WHAT THE TASK REQUIRES: Pull out every line in the entries below that contains the word "reflective", matching case exactly, and copy each one in full.

SUPPLIED RECORDS:

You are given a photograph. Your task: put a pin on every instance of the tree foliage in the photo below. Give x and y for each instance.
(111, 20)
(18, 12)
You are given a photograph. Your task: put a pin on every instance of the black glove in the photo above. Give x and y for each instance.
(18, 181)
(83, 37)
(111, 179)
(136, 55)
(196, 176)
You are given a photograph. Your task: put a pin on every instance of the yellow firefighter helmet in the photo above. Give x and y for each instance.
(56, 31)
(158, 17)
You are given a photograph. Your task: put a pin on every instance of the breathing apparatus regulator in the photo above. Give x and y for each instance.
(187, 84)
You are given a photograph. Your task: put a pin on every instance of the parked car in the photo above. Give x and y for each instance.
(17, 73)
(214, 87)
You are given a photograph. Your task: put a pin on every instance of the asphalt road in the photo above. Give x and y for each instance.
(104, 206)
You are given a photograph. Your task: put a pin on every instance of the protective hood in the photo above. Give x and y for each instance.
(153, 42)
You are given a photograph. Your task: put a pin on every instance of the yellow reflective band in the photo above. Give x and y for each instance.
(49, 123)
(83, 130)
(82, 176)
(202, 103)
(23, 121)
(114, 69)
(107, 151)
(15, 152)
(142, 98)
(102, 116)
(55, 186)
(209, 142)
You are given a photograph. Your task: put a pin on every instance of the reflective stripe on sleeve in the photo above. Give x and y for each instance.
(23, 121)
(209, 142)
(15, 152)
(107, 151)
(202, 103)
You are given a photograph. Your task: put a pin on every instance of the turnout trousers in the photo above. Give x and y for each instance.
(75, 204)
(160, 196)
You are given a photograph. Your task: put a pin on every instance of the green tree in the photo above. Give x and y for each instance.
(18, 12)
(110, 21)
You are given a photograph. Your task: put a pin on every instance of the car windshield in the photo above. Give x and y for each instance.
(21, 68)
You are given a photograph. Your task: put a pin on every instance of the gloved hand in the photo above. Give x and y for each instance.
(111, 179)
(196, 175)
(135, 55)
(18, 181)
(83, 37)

...

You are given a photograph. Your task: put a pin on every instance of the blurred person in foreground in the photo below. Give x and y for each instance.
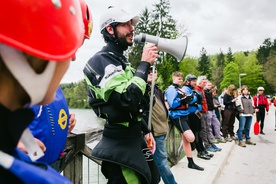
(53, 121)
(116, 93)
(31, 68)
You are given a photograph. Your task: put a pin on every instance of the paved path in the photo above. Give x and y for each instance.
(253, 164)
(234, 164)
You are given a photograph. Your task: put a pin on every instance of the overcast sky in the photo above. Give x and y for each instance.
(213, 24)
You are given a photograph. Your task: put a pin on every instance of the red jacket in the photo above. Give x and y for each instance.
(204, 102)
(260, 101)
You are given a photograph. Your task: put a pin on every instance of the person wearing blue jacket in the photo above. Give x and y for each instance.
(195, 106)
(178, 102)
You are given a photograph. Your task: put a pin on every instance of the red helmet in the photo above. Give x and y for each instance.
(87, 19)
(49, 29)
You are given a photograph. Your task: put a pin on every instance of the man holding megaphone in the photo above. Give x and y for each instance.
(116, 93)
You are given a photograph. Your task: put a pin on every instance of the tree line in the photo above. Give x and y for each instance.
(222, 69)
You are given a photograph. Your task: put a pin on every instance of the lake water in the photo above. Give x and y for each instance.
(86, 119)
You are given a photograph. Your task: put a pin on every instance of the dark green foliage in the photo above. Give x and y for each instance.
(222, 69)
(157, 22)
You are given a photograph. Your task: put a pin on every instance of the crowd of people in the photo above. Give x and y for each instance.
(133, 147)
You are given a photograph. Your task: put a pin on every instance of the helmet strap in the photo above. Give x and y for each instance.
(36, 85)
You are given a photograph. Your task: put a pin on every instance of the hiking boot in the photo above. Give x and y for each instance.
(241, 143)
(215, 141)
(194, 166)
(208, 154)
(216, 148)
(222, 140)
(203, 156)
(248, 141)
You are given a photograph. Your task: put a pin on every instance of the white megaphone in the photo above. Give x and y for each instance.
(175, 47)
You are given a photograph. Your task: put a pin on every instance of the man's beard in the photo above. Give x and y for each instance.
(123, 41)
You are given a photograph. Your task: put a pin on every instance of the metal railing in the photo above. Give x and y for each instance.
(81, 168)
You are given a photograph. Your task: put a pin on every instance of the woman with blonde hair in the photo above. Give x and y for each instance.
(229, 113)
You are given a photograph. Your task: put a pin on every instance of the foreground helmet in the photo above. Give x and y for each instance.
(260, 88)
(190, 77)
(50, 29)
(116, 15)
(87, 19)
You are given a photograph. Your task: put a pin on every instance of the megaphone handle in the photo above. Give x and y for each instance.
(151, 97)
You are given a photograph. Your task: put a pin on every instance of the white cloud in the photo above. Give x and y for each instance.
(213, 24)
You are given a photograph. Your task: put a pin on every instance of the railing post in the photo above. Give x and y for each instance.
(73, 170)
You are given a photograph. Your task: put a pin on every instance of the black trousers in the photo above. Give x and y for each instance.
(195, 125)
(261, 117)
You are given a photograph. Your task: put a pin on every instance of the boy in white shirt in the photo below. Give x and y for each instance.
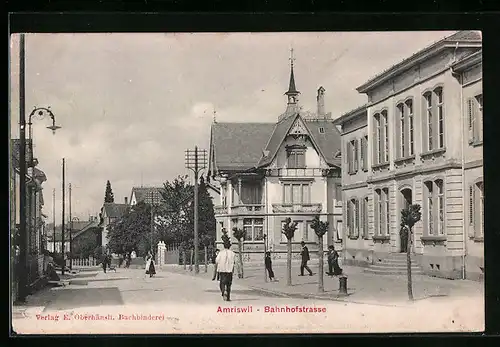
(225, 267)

---

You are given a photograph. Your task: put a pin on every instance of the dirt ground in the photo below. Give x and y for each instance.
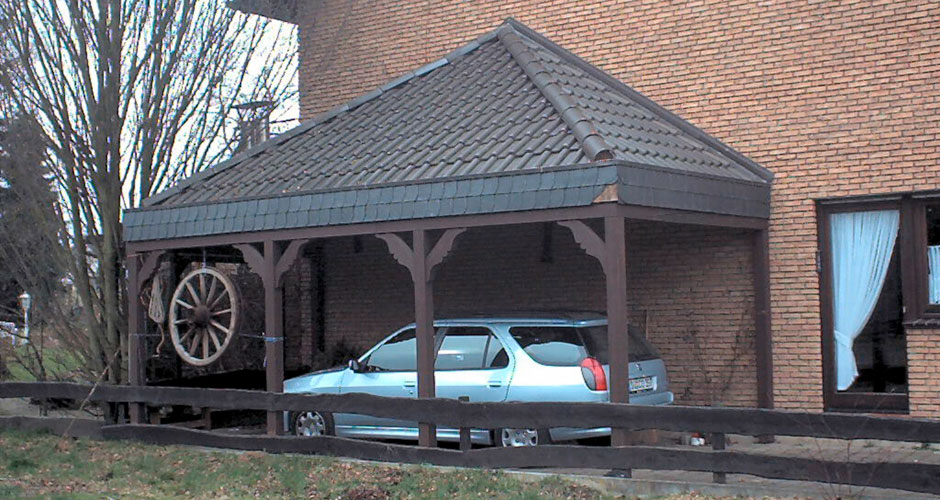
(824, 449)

ANSWER BELOW:
You are given a photograph. Your task: put a pin on every instance of the yellow reflective band in the photo above. Give x and y for each instance.
You are given a photograph. Your task: put a pin on every instance of the reflective stripe on sleeve in the photo above. Give x and y for each instance.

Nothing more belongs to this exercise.